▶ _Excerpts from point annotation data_
<<<<
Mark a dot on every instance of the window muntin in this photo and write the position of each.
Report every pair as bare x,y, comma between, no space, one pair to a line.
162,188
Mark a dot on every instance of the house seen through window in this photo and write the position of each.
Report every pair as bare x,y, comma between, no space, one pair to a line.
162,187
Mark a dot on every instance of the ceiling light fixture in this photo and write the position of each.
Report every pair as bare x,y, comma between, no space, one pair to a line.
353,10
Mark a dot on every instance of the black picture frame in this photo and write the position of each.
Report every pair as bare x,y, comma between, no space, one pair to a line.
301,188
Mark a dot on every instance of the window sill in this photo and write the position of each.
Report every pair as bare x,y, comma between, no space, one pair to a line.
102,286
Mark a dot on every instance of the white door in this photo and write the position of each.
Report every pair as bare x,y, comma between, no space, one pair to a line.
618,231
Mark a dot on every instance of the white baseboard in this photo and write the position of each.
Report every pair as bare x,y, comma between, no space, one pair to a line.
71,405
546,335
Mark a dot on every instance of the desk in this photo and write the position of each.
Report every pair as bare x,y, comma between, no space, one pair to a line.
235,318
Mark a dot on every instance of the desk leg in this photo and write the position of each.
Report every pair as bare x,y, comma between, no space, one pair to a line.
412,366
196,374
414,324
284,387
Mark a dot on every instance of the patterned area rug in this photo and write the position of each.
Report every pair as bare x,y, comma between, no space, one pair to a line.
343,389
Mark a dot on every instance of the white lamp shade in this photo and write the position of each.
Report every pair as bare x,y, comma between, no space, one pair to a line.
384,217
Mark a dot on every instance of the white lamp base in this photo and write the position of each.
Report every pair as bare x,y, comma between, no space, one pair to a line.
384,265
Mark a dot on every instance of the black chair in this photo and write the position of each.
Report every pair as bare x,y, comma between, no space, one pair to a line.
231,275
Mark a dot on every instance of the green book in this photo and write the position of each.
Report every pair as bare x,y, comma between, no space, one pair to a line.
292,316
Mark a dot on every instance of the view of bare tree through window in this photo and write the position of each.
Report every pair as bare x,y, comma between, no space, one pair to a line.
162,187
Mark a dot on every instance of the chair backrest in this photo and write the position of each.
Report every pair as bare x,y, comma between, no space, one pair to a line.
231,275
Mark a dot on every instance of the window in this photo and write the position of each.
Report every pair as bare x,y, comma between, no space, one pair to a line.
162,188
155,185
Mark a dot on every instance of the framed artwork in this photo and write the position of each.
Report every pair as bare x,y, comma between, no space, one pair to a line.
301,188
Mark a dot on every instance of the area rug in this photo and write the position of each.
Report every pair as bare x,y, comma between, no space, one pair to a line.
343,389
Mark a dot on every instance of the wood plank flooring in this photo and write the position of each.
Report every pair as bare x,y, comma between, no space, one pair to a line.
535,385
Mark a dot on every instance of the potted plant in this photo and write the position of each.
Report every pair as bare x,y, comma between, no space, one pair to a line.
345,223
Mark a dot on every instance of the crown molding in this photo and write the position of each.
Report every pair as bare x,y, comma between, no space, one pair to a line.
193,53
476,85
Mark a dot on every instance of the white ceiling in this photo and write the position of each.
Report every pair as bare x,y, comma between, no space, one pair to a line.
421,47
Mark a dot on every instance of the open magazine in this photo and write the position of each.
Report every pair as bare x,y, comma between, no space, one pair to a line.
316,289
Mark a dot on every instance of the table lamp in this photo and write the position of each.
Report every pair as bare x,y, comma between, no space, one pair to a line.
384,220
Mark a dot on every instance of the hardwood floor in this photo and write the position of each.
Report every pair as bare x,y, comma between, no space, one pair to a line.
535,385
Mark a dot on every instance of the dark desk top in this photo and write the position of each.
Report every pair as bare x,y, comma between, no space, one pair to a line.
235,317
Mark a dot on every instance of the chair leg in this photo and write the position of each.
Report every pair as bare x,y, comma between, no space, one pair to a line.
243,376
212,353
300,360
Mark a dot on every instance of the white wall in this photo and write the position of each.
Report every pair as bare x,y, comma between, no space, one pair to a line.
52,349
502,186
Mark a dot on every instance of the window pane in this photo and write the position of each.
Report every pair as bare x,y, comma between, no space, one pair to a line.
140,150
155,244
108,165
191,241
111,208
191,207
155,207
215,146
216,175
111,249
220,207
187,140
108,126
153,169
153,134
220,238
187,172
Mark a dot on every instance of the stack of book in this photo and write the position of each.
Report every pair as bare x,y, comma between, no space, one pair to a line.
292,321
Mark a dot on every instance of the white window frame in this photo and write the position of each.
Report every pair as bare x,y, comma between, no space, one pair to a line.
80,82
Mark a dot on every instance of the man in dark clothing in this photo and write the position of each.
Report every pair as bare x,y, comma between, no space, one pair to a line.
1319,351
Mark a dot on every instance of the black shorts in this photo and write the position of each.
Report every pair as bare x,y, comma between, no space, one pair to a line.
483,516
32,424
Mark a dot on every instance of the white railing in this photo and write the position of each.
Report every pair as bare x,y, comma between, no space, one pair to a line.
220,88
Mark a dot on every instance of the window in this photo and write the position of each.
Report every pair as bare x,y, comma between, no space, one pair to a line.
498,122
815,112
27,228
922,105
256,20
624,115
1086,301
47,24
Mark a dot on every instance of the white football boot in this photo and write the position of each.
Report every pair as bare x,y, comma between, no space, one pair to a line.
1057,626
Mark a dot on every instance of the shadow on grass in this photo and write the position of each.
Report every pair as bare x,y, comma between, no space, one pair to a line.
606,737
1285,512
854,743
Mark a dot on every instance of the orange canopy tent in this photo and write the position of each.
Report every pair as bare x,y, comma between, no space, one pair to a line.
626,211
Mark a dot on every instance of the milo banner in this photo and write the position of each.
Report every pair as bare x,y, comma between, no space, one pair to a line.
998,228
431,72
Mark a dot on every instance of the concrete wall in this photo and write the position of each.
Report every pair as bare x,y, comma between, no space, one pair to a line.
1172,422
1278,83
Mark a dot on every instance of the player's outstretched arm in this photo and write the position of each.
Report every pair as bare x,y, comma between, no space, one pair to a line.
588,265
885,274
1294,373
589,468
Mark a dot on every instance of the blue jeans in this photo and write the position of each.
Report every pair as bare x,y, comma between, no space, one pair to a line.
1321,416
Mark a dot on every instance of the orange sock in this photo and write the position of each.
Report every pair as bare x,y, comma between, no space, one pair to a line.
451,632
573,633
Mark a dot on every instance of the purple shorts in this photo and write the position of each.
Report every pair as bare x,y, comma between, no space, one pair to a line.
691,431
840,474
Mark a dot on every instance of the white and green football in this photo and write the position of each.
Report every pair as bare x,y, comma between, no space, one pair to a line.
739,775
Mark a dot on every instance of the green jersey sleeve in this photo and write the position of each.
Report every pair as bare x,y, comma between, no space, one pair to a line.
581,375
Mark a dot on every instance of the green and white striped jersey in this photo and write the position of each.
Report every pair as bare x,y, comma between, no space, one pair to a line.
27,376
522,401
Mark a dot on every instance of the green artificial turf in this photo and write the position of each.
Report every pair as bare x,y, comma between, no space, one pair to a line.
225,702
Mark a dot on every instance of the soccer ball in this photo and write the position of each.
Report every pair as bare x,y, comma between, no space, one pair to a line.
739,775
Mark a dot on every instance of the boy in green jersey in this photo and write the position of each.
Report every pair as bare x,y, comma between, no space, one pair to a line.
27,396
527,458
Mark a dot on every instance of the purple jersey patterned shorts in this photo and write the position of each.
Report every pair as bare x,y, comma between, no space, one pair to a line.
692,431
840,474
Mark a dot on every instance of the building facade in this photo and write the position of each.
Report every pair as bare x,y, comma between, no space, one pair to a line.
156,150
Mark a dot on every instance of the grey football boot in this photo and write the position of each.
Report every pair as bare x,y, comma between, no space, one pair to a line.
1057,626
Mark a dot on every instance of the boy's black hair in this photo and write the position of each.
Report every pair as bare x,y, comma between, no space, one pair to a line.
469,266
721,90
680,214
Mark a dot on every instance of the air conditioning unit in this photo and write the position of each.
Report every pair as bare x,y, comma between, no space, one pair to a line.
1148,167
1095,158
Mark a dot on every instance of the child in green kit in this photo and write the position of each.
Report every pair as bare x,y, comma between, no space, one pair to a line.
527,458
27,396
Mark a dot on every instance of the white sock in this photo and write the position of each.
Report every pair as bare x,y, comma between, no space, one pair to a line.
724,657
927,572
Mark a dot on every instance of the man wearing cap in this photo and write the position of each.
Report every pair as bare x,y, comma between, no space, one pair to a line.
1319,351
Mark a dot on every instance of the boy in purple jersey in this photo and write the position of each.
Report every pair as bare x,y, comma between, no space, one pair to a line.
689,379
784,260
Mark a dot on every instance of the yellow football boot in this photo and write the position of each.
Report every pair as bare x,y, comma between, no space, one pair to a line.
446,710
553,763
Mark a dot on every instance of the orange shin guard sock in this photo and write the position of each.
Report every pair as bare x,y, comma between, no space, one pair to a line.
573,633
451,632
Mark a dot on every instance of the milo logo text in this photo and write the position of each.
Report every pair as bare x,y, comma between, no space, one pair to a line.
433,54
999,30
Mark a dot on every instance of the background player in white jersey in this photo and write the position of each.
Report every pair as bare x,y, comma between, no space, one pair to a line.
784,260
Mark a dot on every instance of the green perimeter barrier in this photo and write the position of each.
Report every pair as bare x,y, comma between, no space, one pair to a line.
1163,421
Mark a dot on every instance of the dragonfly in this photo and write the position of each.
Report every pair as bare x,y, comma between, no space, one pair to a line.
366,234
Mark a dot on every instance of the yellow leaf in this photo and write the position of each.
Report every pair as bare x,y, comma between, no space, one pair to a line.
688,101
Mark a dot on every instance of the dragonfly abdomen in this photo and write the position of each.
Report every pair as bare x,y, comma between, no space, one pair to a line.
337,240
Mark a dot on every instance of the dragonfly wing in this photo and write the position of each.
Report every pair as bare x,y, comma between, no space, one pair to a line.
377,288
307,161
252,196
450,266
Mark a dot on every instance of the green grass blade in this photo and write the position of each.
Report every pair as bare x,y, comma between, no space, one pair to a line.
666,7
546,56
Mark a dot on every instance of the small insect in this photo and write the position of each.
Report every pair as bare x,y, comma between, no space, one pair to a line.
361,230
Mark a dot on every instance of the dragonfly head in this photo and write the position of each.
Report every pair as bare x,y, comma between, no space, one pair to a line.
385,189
>>>>
▶ _Your instructions_
Please quote nothing but the lines from the line with "Mark a dot on every instance of the yellow leaf" through the end of the data above, exactly as written, ends included.

▶ _Written answer_
Mark a dot on every instance of the yellow leaf in this photo and write the position of each.
Report every pair as bare x,y, comma between, no space, one pair to a line.
688,101
Mark a dot on every instance of the dragonfly abdomen in this photo and write the position of each.
Report every pair as bare x,y, comma between, no space, one pair to a line.
337,240
Mark a dot on every instance of the dragonfly wing in this photo and write the position of each.
Report every pair as bare x,y, comma between, no space, one pair to a line.
377,288
307,161
252,196
450,266
Mark a dot on every instance of the green grass blade in this photo and write the position of each.
Report every pair as bare x,y, comma between, no space, one pair to a line.
666,7
546,56
Mark a dot on every instance of the small insect in this photo and write the position of each.
Report every pair as bare x,y, comma between, no space, one pair to a line.
361,230
Mark a dot on every instance of the dragonfly head in this photo and write the position of each.
Report every pair as bare x,y, comma between, no space, one pair to a line.
385,189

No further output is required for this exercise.